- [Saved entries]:
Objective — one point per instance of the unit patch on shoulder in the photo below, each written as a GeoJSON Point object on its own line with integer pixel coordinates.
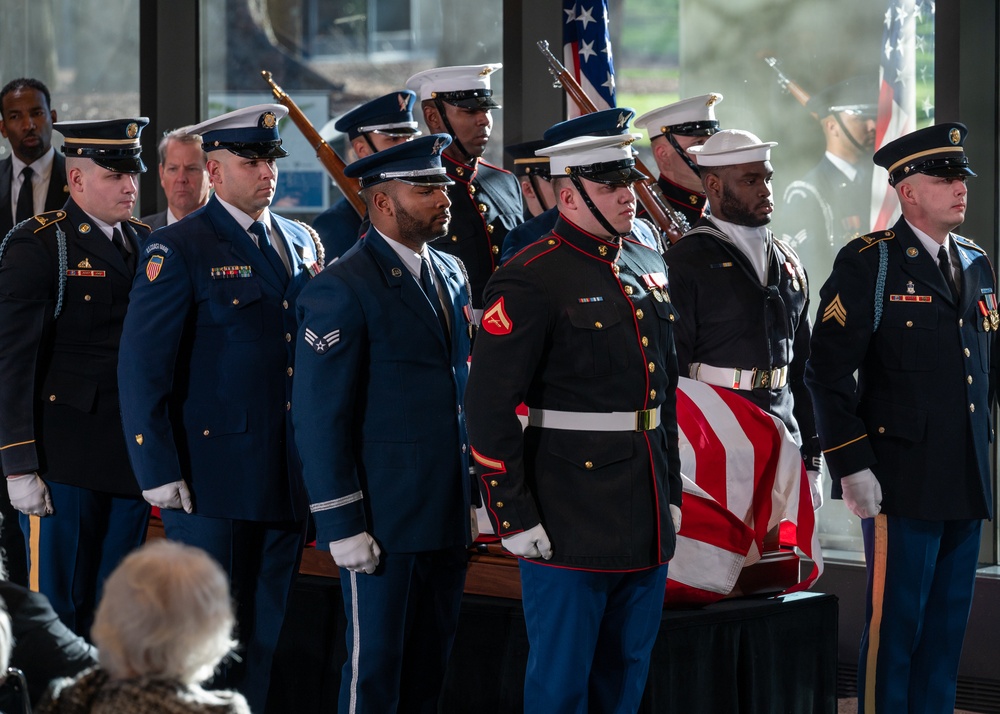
{"type": "Point", "coordinates": [496, 321]}
{"type": "Point", "coordinates": [836, 311]}
{"type": "Point", "coordinates": [321, 345]}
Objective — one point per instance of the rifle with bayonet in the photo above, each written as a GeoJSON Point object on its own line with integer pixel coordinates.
{"type": "Point", "coordinates": [672, 223]}
{"type": "Point", "coordinates": [324, 152]}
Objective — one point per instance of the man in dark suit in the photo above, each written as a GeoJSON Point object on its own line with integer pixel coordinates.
{"type": "Point", "coordinates": [26, 122]}
{"type": "Point", "coordinates": [183, 177]}
{"type": "Point", "coordinates": [64, 288]}
{"type": "Point", "coordinates": [381, 369]}
{"type": "Point", "coordinates": [912, 311]}
{"type": "Point", "coordinates": [371, 127]}
{"type": "Point", "coordinates": [206, 373]}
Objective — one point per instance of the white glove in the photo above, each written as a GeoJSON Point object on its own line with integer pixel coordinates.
{"type": "Point", "coordinates": [170, 495]}
{"type": "Point", "coordinates": [358, 553]}
{"type": "Point", "coordinates": [532, 543]}
{"type": "Point", "coordinates": [29, 494]}
{"type": "Point", "coordinates": [862, 494]}
{"type": "Point", "coordinates": [816, 488]}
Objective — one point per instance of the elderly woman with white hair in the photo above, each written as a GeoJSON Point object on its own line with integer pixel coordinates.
{"type": "Point", "coordinates": [164, 623]}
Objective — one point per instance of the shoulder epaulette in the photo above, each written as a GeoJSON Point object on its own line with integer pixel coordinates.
{"type": "Point", "coordinates": [47, 219]}
{"type": "Point", "coordinates": [865, 242]}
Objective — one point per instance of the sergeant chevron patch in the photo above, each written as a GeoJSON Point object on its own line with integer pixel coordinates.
{"type": "Point", "coordinates": [321, 344]}
{"type": "Point", "coordinates": [835, 311]}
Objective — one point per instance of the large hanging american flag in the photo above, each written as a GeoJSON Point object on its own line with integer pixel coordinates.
{"type": "Point", "coordinates": [587, 51]}
{"type": "Point", "coordinates": [896, 101]}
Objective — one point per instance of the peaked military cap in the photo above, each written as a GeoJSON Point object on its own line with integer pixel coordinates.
{"type": "Point", "coordinates": [111, 143]}
{"type": "Point", "coordinates": [251, 132]}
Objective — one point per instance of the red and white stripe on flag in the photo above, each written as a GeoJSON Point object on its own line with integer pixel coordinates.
{"type": "Point", "coordinates": [743, 475]}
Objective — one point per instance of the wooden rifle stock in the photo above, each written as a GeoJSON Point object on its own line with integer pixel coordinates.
{"type": "Point", "coordinates": [670, 223]}
{"type": "Point", "coordinates": [333, 164]}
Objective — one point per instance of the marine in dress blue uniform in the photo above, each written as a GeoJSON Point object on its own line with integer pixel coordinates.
{"type": "Point", "coordinates": [381, 369]}
{"type": "Point", "coordinates": [908, 440]}
{"type": "Point", "coordinates": [579, 327]}
{"type": "Point", "coordinates": [672, 130]}
{"type": "Point", "coordinates": [485, 199]}
{"type": "Point", "coordinates": [370, 127]}
{"type": "Point", "coordinates": [609, 122]}
{"type": "Point", "coordinates": [743, 295]}
{"type": "Point", "coordinates": [65, 278]}
{"type": "Point", "coordinates": [206, 368]}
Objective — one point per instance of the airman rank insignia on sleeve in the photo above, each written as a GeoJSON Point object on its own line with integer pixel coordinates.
{"type": "Point", "coordinates": [836, 311]}
{"type": "Point", "coordinates": [496, 321]}
{"type": "Point", "coordinates": [321, 345]}
{"type": "Point", "coordinates": [153, 267]}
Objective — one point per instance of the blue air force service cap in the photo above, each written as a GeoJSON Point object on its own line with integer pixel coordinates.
{"type": "Point", "coordinates": [936, 151]}
{"type": "Point", "coordinates": [416, 162]}
{"type": "Point", "coordinates": [526, 162]}
{"type": "Point", "coordinates": [608, 122]}
{"type": "Point", "coordinates": [391, 115]}
{"type": "Point", "coordinates": [251, 132]}
{"type": "Point", "coordinates": [466, 86]}
{"type": "Point", "coordinates": [694, 116]}
{"type": "Point", "coordinates": [111, 143]}
{"type": "Point", "coordinates": [604, 159]}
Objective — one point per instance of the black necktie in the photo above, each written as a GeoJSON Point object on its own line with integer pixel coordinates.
{"type": "Point", "coordinates": [119, 240]}
{"type": "Point", "coordinates": [949, 276]}
{"type": "Point", "coordinates": [427, 284]}
{"type": "Point", "coordinates": [270, 254]}
{"type": "Point", "coordinates": [26, 197]}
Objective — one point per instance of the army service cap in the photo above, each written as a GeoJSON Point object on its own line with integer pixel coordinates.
{"type": "Point", "coordinates": [416, 162]}
{"type": "Point", "coordinates": [391, 115]}
{"type": "Point", "coordinates": [604, 159]}
{"type": "Point", "coordinates": [694, 116]}
{"type": "Point", "coordinates": [466, 86]}
{"type": "Point", "coordinates": [730, 147]}
{"type": "Point", "coordinates": [936, 151]}
{"type": "Point", "coordinates": [110, 143]}
{"type": "Point", "coordinates": [251, 132]}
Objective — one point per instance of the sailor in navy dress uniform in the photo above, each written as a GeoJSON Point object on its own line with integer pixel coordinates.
{"type": "Point", "coordinates": [485, 199]}
{"type": "Point", "coordinates": [370, 127]}
{"type": "Point", "coordinates": [908, 440]}
{"type": "Point", "coordinates": [672, 130]}
{"type": "Point", "coordinates": [579, 327]}
{"type": "Point", "coordinates": [65, 278]}
{"type": "Point", "coordinates": [608, 122]}
{"type": "Point", "coordinates": [742, 294]}
{"type": "Point", "coordinates": [206, 372]}
{"type": "Point", "coordinates": [381, 368]}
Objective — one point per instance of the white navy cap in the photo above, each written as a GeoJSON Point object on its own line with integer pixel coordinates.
{"type": "Point", "coordinates": [251, 132]}
{"type": "Point", "coordinates": [605, 159]}
{"type": "Point", "coordinates": [730, 147]}
{"type": "Point", "coordinates": [465, 86]}
{"type": "Point", "coordinates": [689, 117]}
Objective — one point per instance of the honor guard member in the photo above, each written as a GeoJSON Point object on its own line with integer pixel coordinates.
{"type": "Point", "coordinates": [381, 366]}
{"type": "Point", "coordinates": [912, 312]}
{"type": "Point", "coordinates": [829, 206]}
{"type": "Point", "coordinates": [672, 130]}
{"type": "Point", "coordinates": [485, 199]}
{"type": "Point", "coordinates": [532, 173]}
{"type": "Point", "coordinates": [608, 122]}
{"type": "Point", "coordinates": [206, 369]}
{"type": "Point", "coordinates": [579, 327]}
{"type": "Point", "coordinates": [65, 278]}
{"type": "Point", "coordinates": [370, 127]}
{"type": "Point", "coordinates": [742, 294]}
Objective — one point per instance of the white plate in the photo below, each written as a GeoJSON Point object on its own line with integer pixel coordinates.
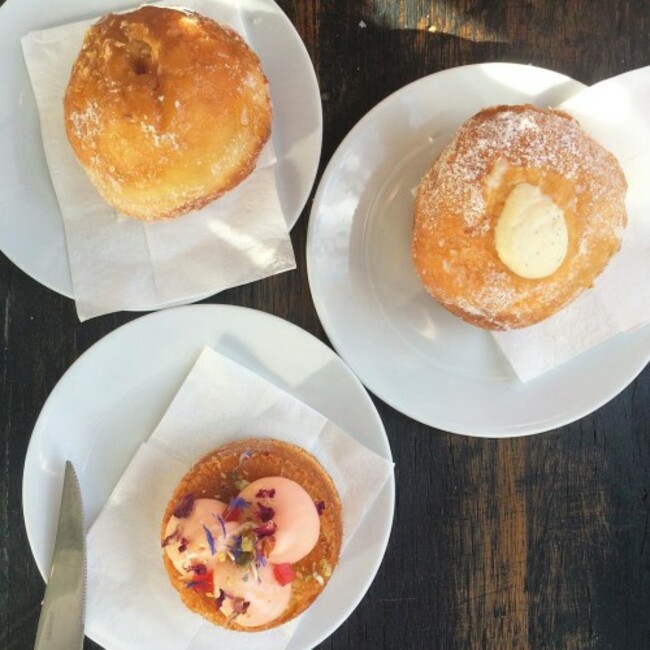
{"type": "Point", "coordinates": [405, 348]}
{"type": "Point", "coordinates": [113, 396]}
{"type": "Point", "coordinates": [31, 227]}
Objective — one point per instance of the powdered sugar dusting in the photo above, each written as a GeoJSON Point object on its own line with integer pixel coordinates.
{"type": "Point", "coordinates": [454, 197]}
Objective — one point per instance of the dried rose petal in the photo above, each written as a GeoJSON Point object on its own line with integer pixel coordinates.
{"type": "Point", "coordinates": [199, 569]}
{"type": "Point", "coordinates": [266, 530]}
{"type": "Point", "coordinates": [240, 605]}
{"type": "Point", "coordinates": [265, 546]}
{"type": "Point", "coordinates": [220, 598]}
{"type": "Point", "coordinates": [171, 538]}
{"type": "Point", "coordinates": [184, 507]}
{"type": "Point", "coordinates": [265, 513]}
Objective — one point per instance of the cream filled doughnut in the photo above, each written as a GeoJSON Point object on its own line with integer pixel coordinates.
{"type": "Point", "coordinates": [517, 216]}
{"type": "Point", "coordinates": [165, 110]}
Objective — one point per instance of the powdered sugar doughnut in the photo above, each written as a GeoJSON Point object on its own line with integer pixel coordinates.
{"type": "Point", "coordinates": [517, 216]}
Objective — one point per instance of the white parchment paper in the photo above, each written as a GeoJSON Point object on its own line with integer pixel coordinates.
{"type": "Point", "coordinates": [118, 263]}
{"type": "Point", "coordinates": [131, 603]}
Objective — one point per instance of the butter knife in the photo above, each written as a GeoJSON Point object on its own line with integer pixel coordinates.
{"type": "Point", "coordinates": [61, 624]}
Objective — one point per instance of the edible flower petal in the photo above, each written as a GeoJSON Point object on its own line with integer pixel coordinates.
{"type": "Point", "coordinates": [171, 538]}
{"type": "Point", "coordinates": [184, 507]}
{"type": "Point", "coordinates": [219, 599]}
{"type": "Point", "coordinates": [283, 573]}
{"type": "Point", "coordinates": [222, 523]}
{"type": "Point", "coordinates": [210, 539]}
{"type": "Point", "coordinates": [235, 503]}
{"type": "Point", "coordinates": [266, 530]}
{"type": "Point", "coordinates": [240, 605]}
{"type": "Point", "coordinates": [265, 513]}
{"type": "Point", "coordinates": [199, 569]}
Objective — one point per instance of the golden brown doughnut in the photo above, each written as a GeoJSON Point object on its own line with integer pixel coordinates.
{"type": "Point", "coordinates": [165, 110]}
{"type": "Point", "coordinates": [461, 200]}
{"type": "Point", "coordinates": [223, 474]}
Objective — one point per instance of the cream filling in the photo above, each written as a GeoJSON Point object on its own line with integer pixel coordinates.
{"type": "Point", "coordinates": [531, 235]}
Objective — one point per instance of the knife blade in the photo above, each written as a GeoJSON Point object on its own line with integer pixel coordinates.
{"type": "Point", "coordinates": [61, 624]}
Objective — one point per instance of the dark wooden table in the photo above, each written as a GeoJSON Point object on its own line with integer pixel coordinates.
{"type": "Point", "coordinates": [539, 542]}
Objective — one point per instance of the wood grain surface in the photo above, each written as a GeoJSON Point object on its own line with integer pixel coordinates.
{"type": "Point", "coordinates": [536, 542]}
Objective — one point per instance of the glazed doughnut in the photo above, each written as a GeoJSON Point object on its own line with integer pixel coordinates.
{"type": "Point", "coordinates": [240, 492]}
{"type": "Point", "coordinates": [517, 216]}
{"type": "Point", "coordinates": [165, 110]}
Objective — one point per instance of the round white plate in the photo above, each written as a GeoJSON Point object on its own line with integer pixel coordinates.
{"type": "Point", "coordinates": [114, 395]}
{"type": "Point", "coordinates": [405, 348]}
{"type": "Point", "coordinates": [31, 227]}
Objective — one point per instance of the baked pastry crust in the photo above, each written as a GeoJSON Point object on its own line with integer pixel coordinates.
{"type": "Point", "coordinates": [165, 110]}
{"type": "Point", "coordinates": [459, 201]}
{"type": "Point", "coordinates": [212, 477]}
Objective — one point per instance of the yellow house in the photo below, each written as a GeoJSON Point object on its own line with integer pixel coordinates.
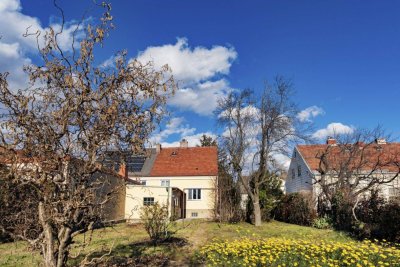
{"type": "Point", "coordinates": [183, 178]}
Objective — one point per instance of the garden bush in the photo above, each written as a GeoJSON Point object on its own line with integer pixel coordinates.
{"type": "Point", "coordinates": [324, 222]}
{"type": "Point", "coordinates": [156, 222]}
{"type": "Point", "coordinates": [296, 208]}
{"type": "Point", "coordinates": [378, 218]}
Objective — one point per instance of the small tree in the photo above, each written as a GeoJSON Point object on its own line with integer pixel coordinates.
{"type": "Point", "coordinates": [56, 132]}
{"type": "Point", "coordinates": [256, 131]}
{"type": "Point", "coordinates": [156, 222]}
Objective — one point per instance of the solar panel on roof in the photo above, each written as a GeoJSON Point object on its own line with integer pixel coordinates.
{"type": "Point", "coordinates": [135, 163]}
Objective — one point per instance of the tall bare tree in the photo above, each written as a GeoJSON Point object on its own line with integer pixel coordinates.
{"type": "Point", "coordinates": [55, 135]}
{"type": "Point", "coordinates": [356, 163]}
{"type": "Point", "coordinates": [257, 131]}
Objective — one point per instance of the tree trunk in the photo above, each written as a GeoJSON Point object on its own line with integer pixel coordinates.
{"type": "Point", "coordinates": [48, 242]}
{"type": "Point", "coordinates": [257, 211]}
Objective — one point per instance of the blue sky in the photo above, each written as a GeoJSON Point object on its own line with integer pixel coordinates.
{"type": "Point", "coordinates": [343, 57]}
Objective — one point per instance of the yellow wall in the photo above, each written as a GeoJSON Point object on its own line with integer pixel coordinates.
{"type": "Point", "coordinates": [203, 207]}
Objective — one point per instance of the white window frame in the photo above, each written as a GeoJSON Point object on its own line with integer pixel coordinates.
{"type": "Point", "coordinates": [194, 194]}
{"type": "Point", "coordinates": [148, 201]}
{"type": "Point", "coordinates": [165, 182]}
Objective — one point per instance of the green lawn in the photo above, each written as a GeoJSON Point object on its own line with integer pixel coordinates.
{"type": "Point", "coordinates": [123, 241]}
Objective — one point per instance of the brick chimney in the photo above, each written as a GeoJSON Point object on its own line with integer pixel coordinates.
{"type": "Point", "coordinates": [380, 141]}
{"type": "Point", "coordinates": [331, 141]}
{"type": "Point", "coordinates": [158, 148]}
{"type": "Point", "coordinates": [184, 143]}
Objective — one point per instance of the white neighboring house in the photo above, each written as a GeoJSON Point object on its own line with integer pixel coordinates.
{"type": "Point", "coordinates": [183, 178]}
{"type": "Point", "coordinates": [304, 165]}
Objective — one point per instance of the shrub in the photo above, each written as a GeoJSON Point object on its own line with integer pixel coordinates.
{"type": "Point", "coordinates": [296, 208]}
{"type": "Point", "coordinates": [324, 222]}
{"type": "Point", "coordinates": [378, 219]}
{"type": "Point", "coordinates": [156, 222]}
{"type": "Point", "coordinates": [342, 214]}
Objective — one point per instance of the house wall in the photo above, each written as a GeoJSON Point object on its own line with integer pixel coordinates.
{"type": "Point", "coordinates": [135, 195]}
{"type": "Point", "coordinates": [204, 207]}
{"type": "Point", "coordinates": [306, 181]}
{"type": "Point", "coordinates": [296, 183]}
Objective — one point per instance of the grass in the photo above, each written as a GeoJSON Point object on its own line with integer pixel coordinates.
{"type": "Point", "coordinates": [124, 242]}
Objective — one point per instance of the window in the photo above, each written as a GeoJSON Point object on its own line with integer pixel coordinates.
{"type": "Point", "coordinates": [165, 183]}
{"type": "Point", "coordinates": [194, 194]}
{"type": "Point", "coordinates": [147, 201]}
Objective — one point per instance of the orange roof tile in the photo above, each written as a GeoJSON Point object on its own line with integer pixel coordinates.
{"type": "Point", "coordinates": [388, 156]}
{"type": "Point", "coordinates": [191, 161]}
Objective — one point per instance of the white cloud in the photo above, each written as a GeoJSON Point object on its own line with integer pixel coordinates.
{"type": "Point", "coordinates": [177, 126]}
{"type": "Point", "coordinates": [15, 49]}
{"type": "Point", "coordinates": [193, 140]}
{"type": "Point", "coordinates": [310, 112]}
{"type": "Point", "coordinates": [174, 126]}
{"type": "Point", "coordinates": [197, 70]}
{"type": "Point", "coordinates": [335, 128]}
{"type": "Point", "coordinates": [190, 65]}
{"type": "Point", "coordinates": [201, 98]}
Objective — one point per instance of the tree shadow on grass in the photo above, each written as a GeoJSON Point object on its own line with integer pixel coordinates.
{"type": "Point", "coordinates": [143, 253]}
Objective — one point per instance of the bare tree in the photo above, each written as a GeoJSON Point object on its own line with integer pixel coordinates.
{"type": "Point", "coordinates": [356, 163]}
{"type": "Point", "coordinates": [259, 130]}
{"type": "Point", "coordinates": [55, 135]}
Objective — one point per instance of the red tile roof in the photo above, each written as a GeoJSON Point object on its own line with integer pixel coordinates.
{"type": "Point", "coordinates": [191, 161]}
{"type": "Point", "coordinates": [388, 156]}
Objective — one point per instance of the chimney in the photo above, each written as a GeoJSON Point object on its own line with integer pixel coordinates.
{"type": "Point", "coordinates": [122, 171]}
{"type": "Point", "coordinates": [158, 148]}
{"type": "Point", "coordinates": [184, 143]}
{"type": "Point", "coordinates": [380, 141]}
{"type": "Point", "coordinates": [331, 141]}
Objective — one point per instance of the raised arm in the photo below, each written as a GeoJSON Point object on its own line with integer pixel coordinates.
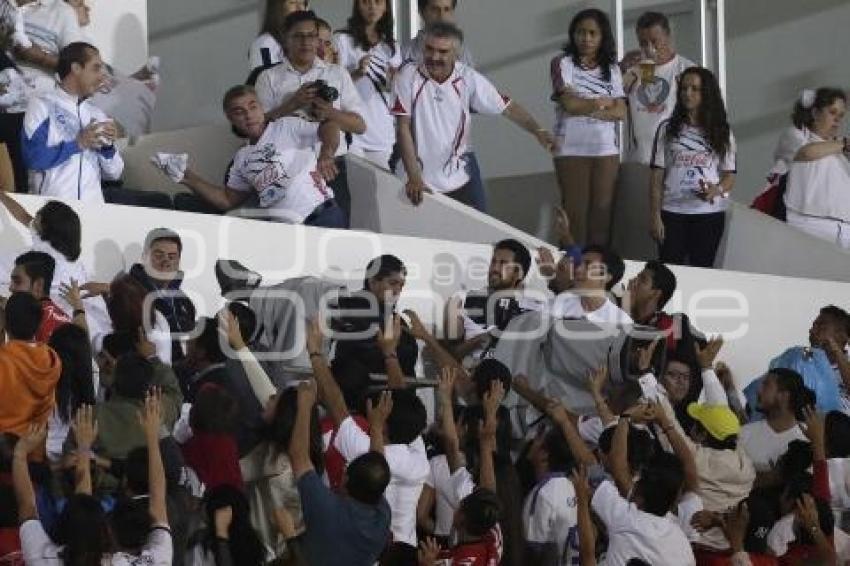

- [Work task]:
Please output an exact repetition of the lines from the line containing "Objective — one point per instance of the red tile" to the end of the records, both included, with no pictures and no additional text.

- [Answer below]:
Objective — one point per instance of the red tile roof in the photo above, each written as a GeoJSON Point object on its own line with integer pixel coordinates.
{"type": "Point", "coordinates": [191, 161]}
{"type": "Point", "coordinates": [388, 156]}
Objective — one point per instance of the chimney in the photo above, each written as a GeoJSON Point object on its own line with integer pixel coordinates.
{"type": "Point", "coordinates": [122, 171]}
{"type": "Point", "coordinates": [158, 148]}
{"type": "Point", "coordinates": [184, 143]}
{"type": "Point", "coordinates": [380, 141]}
{"type": "Point", "coordinates": [331, 141]}
Objective — one point per instance of the raised arm in the photo below, each written as a GeoJSON Point object on its own line with integer pixel coordinates.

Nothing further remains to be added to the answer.